[Collected data]
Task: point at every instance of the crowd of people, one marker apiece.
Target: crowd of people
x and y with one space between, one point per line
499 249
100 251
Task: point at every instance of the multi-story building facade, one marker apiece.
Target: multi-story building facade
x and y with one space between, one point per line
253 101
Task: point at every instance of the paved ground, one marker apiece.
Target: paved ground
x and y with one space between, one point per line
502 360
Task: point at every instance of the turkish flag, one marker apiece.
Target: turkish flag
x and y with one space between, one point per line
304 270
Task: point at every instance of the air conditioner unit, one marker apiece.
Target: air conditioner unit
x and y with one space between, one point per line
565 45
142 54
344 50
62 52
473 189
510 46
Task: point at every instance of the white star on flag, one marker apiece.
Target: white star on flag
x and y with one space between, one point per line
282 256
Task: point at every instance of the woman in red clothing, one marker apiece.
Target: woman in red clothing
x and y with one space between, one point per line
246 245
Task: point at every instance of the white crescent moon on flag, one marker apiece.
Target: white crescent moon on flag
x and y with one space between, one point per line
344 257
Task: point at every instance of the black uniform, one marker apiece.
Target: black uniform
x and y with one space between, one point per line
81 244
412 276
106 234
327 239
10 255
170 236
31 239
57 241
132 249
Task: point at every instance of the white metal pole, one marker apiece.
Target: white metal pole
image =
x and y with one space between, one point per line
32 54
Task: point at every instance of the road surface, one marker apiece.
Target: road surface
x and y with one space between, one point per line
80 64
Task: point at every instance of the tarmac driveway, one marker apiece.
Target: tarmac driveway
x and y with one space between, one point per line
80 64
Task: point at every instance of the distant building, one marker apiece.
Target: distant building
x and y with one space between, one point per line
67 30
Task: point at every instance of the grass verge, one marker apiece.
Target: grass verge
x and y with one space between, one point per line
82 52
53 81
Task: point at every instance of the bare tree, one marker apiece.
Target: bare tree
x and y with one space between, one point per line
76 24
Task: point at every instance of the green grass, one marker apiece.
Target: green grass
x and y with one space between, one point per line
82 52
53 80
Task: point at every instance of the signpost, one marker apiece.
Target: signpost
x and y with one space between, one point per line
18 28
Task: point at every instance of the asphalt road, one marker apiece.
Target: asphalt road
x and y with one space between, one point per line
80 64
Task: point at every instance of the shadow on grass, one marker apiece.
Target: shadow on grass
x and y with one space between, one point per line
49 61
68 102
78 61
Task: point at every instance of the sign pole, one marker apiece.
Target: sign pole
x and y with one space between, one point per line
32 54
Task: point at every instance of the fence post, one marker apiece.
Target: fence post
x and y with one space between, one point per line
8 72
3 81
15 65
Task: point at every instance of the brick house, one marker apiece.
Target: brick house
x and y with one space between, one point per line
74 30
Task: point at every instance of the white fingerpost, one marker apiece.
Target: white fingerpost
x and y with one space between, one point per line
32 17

▶ [Your task] Copy the rows verbatim, everything from the line containing "Task: point at every instance of the fence" down to the end of the rows, both ends included.

▶ [Correct answer]
Task: point at every instance of the fence post, one marker apiece.
Target: fence post
x and y with one space between, one point per line
8 72
3 81
15 65
Task: point at every instance of the brick house, one marker apiece.
Target: brick house
x and y with one space between, one point per line
74 30
Task: point at every instance of the white fingerpost, one marker apiece.
Target: white fingerpost
x and y with one space between, one point per line
32 17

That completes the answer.